Text provided: Begin
Or, I suppose the user must handle exception behavior in their custom `OperationHandler`
You might be interested in https://github.com/tmc/langchaingo which adheres to some of the conceptual modeling in langchain.
https://github.com/langchain-ai/langchain/blob/master/libs/l...
I like Go a lot for working with OpenAI etc, it's 'just' API calls and Go is great at that. I've opensourced some bits here: https://github.com/stillmatic/gollum -- in particular, function dispatch (given a prompt, return an arbitrary Go struct) is really nice, as is a very fast in-memory KNN index.
Unfortunately, you're using sashabaranov/go-openai, which has different api behavior than the official langchain python package [0].
I was hoping this would be a drop in replacement for langchain (so DS ppl can code in python and gophers can port it to production).
[0] - https://github.com/sashabaranov/go-openai#why-dont-we-get-th...
I'm using Semantic Kernel (https://github.com/microsoft/semantic-kernel) and it's really nice. Makes building more complex workflows really simple without sacrificing control.
A bunch of examples (https://github.com/microsoft/semantic-kernel/blob/main/dotne...) for how to handle just about anything you need to do with OAI with a lot less boilerplate.
This is cool -- I wrote something a bit similar here but uses just raw Go as the source input: https://github.com/tmc/go2oapi
Indeed, after being frustrated with existing frameworks, 7 months ago, we started buidling Langroid[1] Multi-Agent LLM framework. It has an elegant Inter-agent orchestration mechanism[2], among many other things. We’ve taken a measured approach to avoid bloat and excess abstractions. We have a company using it in production to assist contact-center/customer-support agents.
[1] https://github.com/langroid/langroid
From the README:
Langroid is an intuitive, lightweight, extensible and principled Python framework to easily build LLM-powered applications, from ex-CMU and UW-Madison researchers. You set up Agents, equip them with optional components (LLM, vector-store and tools/functions), assign them tasks, and have them collaboratively solve a problem by exchanging messages.
Text provided: End
*Check your understanding*:
- 1) Summarize the discussion above in two sentences.
- 2) Reproduce the passage of the discussion above that begins at the words "I'm using Semantic" and stops after the words "lot less boilerplate.".
Given information: Begin
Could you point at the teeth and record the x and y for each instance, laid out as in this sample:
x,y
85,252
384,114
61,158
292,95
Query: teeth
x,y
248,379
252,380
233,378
Given information: End
*Task-by-task results*:
- 1) Commenters point to several tools for building LLM applications, including langchaingo, gollum, Semantic Kernel, go2oapi, and the Langroid multi-agent Python framework. One commenter notes that the project under discussion uses sashabaranov/go-openai, which behaves differently from the official langchain Python package, so it is not the drop-in replacement for langchain they had hoped for.

- 2)
I'm using Semantic Kernel (https://github.com/microsoft/semantic-kernel) and it's really nice. Makes building more complex workflows really simple without sacrificing control.
A bunch of examples (https://github.com/microsoft/semantic-kernel/blob/main/dotne...) for how to handle just about anything you need to do with OAI with a lot less boilerplate.